Maury County Board of Commissioners Chairman Eric Previti told The Daily Herald last year, when he was Chairman of the Maury County Building Committee, “This is not just about compliance. This is also about getting everybody into one building rather than transporting people from one building to another. Everybody we talked to has asked us to get everyone into one building.” He said in the same article, “this project is going to allow the county to move all of the courtrooms, support staff, grand jury and holding areas to a new building, leaving the historic courthouse empty for the time being.”

There have been comments that this should have been done 30 years ago, but the road to approval has been rocky. With the County Commission headed towards a significant turnover this year, those who just left the commission worked hard to push towards approval of a plan for a new Maury County Judicial Center before they left office.

Plans for the new Judicial Center began with the concept of purchasing the old Daily Herald building that was built in 1968 and 3.17 acres adjacent to it and converting the old building into a new center by adding a second floor. Initially, plans were approved to spend about $2 million to purchase and prep the property for building, and then $8 million to convert the older building into the Judicial Center. The feasibility of this plan was not worked out in advance, and it was later found that this plan was not going to fulfill the needs of the county.

▸ INFORMATION SHOWN:
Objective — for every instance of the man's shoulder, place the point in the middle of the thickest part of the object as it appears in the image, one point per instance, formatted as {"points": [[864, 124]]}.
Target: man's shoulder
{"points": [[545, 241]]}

▸ TASKS TO PERFORM:
- a) According to the passage on the Maury County Judicial Center, in what year was the old Daily Herald building built?
- b) Copy the part of the Maury County Judicial Center passage starting at "There have been" and ending at "of the county.".

▸ SOLUTIONS BY TASK:
- a) 1968

- b)
There have been comments that this should have been done 30 years ago, but the road to approval has been rocky. With the County Commission headed towards a significant turnover this year, those who just left the commission worked hard to push towards approval of a plan for a new Maury County Judicial Center before they left office.

Plans for the new Judicial Center began with the concept of purchasing the old Daily Herald building that was built in 1968 and 3.17 acres adjacent to it and converting the old building into a new center by adding a second floor. Initially, plans were approved to spend about $2 million to purchase and prep the property for building, and then $8 million to convert the older building into the Judicial Center. The feasibility of this plan was not worked out in advance, and it was later found that this plan was not going to fulfill the needs of the county.